_What you have to do_
Could you copy the data below word for word, starting with the line that contains "Identify one point on each instance of the fishing rod" and going on through the line that contains "Identify one point on each instance of the fish tail", with both of those lines included?

_Extracted material_
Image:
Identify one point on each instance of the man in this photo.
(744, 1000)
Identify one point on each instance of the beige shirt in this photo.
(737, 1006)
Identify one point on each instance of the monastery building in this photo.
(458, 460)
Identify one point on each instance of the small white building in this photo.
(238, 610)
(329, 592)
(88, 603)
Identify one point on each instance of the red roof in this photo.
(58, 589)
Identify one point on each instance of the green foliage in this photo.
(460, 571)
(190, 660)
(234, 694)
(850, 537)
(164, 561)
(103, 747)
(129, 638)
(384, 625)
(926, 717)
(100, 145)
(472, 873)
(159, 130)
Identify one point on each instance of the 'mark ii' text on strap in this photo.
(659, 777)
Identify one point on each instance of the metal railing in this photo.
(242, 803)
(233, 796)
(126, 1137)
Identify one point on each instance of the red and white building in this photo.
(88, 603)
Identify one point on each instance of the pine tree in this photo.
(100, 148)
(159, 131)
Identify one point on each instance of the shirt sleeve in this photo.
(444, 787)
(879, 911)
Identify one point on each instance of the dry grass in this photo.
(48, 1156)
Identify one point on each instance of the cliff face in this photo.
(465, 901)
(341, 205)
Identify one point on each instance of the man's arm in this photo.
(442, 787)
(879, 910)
==
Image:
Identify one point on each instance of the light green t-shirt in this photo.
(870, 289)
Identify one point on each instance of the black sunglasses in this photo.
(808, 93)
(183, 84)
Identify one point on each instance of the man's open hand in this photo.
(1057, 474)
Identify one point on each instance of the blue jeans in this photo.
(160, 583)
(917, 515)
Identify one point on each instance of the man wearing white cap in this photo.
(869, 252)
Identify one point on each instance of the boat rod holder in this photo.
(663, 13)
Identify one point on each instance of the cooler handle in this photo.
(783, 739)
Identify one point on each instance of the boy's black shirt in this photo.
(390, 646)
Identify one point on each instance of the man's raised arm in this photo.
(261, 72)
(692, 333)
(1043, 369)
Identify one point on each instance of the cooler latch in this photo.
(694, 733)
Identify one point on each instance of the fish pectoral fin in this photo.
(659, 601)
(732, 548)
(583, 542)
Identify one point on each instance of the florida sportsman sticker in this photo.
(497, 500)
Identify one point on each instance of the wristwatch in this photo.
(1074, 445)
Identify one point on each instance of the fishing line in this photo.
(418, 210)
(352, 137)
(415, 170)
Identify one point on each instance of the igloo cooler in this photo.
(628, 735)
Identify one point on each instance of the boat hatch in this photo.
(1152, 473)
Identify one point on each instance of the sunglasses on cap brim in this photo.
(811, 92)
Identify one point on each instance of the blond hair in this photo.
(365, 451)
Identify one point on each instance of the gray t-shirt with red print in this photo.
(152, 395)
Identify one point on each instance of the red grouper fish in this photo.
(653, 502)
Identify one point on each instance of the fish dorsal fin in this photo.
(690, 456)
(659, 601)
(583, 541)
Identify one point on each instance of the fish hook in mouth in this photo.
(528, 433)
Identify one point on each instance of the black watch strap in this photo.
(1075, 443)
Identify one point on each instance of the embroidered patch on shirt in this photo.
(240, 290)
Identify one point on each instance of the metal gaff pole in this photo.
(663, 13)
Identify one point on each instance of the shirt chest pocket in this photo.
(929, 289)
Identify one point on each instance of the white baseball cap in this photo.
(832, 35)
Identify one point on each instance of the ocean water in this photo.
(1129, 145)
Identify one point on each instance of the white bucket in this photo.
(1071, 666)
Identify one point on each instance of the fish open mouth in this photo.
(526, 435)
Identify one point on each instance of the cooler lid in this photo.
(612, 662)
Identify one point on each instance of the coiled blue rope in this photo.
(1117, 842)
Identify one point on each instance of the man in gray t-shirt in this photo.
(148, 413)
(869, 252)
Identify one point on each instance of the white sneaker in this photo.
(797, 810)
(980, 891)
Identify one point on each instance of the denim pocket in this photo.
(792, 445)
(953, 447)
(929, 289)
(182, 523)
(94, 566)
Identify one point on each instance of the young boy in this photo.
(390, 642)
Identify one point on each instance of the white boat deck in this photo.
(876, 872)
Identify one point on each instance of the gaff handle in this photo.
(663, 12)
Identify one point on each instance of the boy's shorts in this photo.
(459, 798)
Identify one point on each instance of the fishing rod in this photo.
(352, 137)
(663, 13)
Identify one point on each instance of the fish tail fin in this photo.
...
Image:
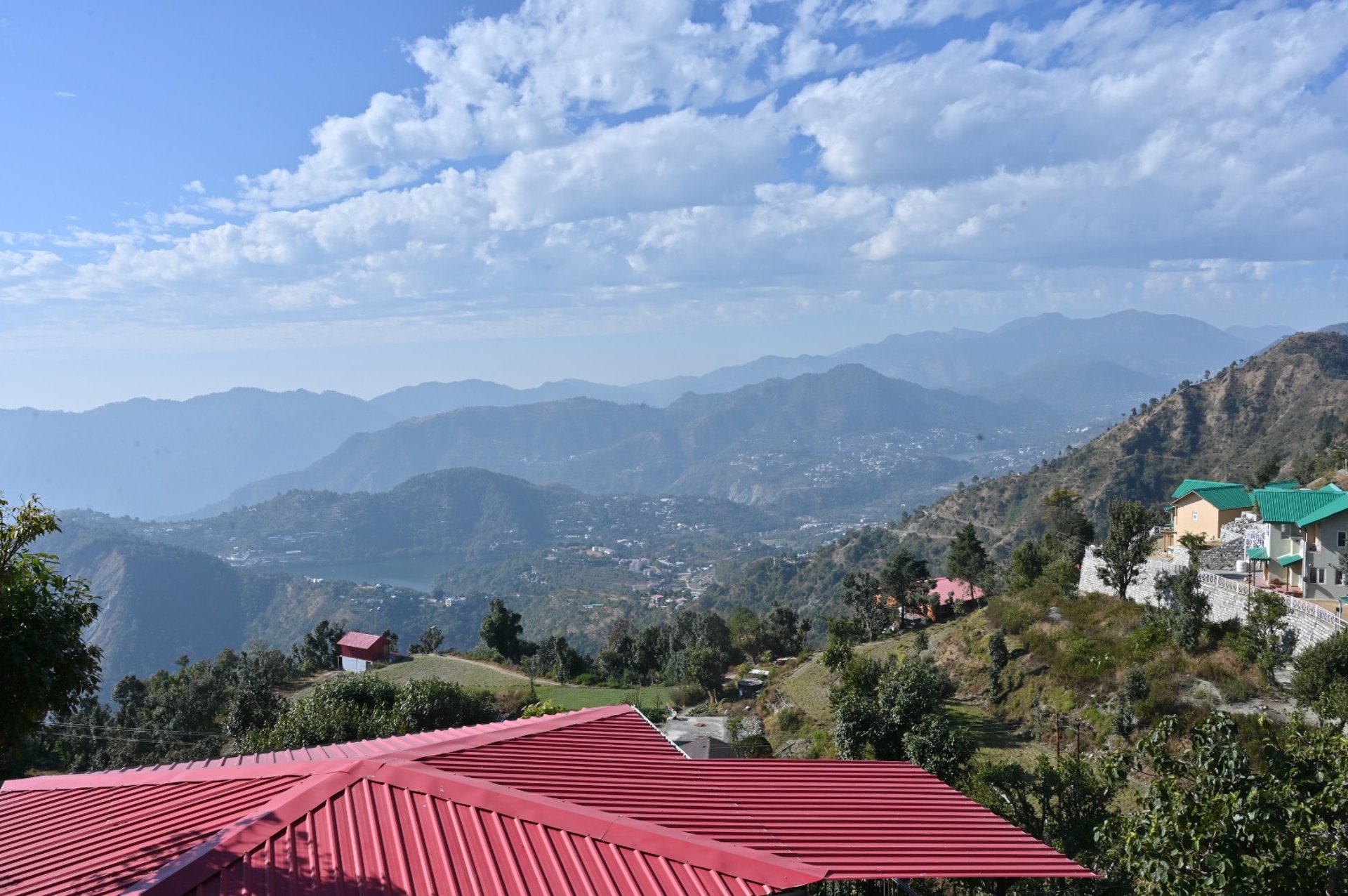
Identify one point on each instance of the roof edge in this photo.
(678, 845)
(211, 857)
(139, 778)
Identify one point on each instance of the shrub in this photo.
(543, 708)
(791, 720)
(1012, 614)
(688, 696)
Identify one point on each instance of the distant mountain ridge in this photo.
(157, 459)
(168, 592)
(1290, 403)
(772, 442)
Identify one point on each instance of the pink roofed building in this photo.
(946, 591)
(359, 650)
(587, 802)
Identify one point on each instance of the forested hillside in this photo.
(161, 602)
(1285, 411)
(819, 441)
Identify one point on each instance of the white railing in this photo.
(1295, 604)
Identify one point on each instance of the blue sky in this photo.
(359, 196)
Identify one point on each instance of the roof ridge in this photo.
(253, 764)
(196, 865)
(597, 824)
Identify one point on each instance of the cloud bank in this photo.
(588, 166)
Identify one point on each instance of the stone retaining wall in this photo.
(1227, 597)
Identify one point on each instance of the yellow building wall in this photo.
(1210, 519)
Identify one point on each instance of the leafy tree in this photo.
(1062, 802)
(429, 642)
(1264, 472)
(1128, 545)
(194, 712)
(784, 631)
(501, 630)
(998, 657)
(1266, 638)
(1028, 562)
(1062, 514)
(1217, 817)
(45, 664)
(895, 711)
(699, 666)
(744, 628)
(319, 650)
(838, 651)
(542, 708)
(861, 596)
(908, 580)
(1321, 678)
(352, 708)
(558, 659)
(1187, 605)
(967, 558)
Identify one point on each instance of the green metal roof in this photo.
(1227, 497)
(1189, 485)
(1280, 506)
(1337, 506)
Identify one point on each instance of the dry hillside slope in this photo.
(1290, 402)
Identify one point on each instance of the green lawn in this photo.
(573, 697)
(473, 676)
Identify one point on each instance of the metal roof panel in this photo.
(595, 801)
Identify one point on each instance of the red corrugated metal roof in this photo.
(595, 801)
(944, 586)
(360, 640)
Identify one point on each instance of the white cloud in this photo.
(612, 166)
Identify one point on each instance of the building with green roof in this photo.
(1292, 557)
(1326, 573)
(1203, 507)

_Solved problem_
Identify one point on each instance of the fishing rod in this photo.
(352, 137)
(663, 13)
Identify one point on each instance of the fish tail fin in this photo.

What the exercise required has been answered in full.